» WHAT TO PRODUCE: Without any pictures, restate the full set of records below exactly.

» EXERCISE DATA:
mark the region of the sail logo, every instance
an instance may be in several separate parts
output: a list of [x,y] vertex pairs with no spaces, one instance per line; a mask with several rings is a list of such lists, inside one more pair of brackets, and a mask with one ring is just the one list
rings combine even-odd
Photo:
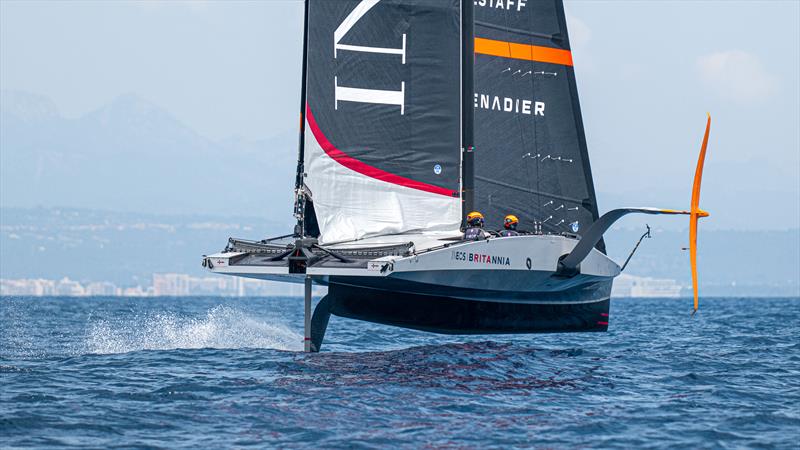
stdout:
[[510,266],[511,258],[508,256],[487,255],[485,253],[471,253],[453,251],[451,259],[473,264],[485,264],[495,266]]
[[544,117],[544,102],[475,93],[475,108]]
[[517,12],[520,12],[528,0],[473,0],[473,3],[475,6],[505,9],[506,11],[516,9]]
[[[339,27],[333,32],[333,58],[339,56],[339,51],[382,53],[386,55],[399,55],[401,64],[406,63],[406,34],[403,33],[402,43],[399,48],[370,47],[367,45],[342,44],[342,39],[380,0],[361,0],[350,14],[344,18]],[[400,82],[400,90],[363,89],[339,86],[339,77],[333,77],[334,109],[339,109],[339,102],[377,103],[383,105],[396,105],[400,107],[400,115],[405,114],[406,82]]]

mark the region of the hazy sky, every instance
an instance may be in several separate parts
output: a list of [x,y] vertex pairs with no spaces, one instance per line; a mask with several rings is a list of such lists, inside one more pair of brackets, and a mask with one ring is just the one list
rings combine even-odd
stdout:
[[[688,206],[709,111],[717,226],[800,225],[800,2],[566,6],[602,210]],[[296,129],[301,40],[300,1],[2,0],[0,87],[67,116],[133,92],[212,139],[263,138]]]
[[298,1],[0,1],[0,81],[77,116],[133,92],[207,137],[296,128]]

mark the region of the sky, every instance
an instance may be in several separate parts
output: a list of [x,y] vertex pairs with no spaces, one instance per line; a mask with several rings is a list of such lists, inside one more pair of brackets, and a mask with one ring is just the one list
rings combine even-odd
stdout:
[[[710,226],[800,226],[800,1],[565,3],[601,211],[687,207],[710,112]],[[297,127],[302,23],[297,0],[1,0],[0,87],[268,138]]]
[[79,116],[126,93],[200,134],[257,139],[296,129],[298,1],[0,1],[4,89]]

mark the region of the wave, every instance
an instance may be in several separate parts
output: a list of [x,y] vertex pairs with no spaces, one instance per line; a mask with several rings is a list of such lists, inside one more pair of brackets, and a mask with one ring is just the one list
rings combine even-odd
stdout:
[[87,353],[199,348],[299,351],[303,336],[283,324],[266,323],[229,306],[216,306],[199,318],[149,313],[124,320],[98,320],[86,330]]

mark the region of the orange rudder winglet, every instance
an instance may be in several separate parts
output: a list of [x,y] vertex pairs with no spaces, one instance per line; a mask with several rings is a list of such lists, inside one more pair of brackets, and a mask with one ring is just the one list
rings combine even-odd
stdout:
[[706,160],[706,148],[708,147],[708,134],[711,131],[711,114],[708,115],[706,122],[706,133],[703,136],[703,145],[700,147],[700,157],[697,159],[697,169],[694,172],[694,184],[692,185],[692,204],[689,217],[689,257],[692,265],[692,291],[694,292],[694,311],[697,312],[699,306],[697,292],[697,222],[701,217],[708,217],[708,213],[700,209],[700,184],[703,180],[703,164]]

» YOUR RESPONSE:
mark the region of the sail logo, every instance
an instance may be in several separate parts
output: a list of [x,y] vertex pairs with no spaces, one instance per line; a mask with several rings is a list of such lists, inside one more pair of brackets, and a mask with one ring is just the one list
rings combine even-odd
Photo:
stdout:
[[510,266],[511,258],[508,256],[487,255],[485,253],[471,253],[453,251],[451,259],[473,264],[485,264],[495,266]]
[[544,117],[544,102],[475,93],[475,108]]
[[517,12],[520,12],[528,0],[473,0],[473,3],[475,6],[505,9],[506,11],[516,9]]
[[[339,27],[333,32],[333,58],[339,56],[339,51],[382,53],[386,55],[399,55],[401,64],[406,63],[406,34],[403,33],[402,43],[399,48],[370,47],[367,45],[342,44],[342,39],[380,0],[361,0],[350,14],[344,18]],[[400,82],[400,90],[363,89],[339,86],[339,77],[333,77],[334,109],[339,109],[339,102],[377,103],[383,105],[396,105],[400,107],[400,115],[405,114],[406,82]]]

mark the region of the hazy sky, every instance
an instance may be in several separate parts
output: a list of [x,y] vertex pairs with no spaces, one instance per line; a mask with several rings is a list of such lists, inside one more pair of brackets, and a mask with one ring is just the one list
rings combine even-odd
stdout:
[[[688,206],[709,111],[717,226],[800,225],[800,2],[566,6],[602,210]],[[296,129],[301,40],[300,1],[2,0],[0,87],[67,116],[133,92],[212,139],[263,138]]]
[[298,1],[0,1],[0,81],[77,116],[133,92],[207,137],[296,128]]

mark the region of the sky, every instance
an instance may be in several separate parts
output: a list of [x,y] vertex pairs with no spaces, one instance per line; a mask with several rings is a list of such lists, inside one more pair of brackets, and a mask with one ring is just the one list
rings combine even-odd
stdout:
[[[710,226],[800,226],[800,1],[565,3],[601,211],[687,207],[710,112]],[[297,127],[302,23],[297,0],[1,0],[0,87],[268,138]]]
[[79,116],[126,93],[200,134],[257,139],[296,129],[298,1],[0,1],[4,89]]

mark the region of the wave, every instance
an instance may be in several separate parts
output: a list of [x,y] vertex pairs with no spaces, one instance per line; a mask with several rings is a list of such lists, inside one more pair of brackets, and a mask with one ring is just the one list
rings combine even-odd
stdout:
[[87,353],[199,348],[299,351],[303,336],[283,324],[266,323],[229,306],[216,306],[199,318],[149,313],[124,320],[98,320],[86,330]]

mark the region of the orange rudder winglet, every instance
an instance may be in several separate parts
output: a list of [x,y] vertex pairs with no spaces, one instance per line; a mask with several rings is a list of such lists, inside one more pair of brackets, and a mask with one ring is just the one list
rings combine even-odd
stdout:
[[706,160],[706,148],[708,147],[708,134],[711,131],[711,114],[708,115],[706,122],[706,133],[703,136],[703,145],[700,147],[700,157],[697,159],[697,169],[694,172],[694,184],[692,185],[692,204],[689,217],[689,257],[692,265],[692,291],[694,292],[694,311],[697,312],[699,306],[697,292],[697,222],[701,217],[708,217],[708,213],[700,209],[700,184],[703,180],[703,164]]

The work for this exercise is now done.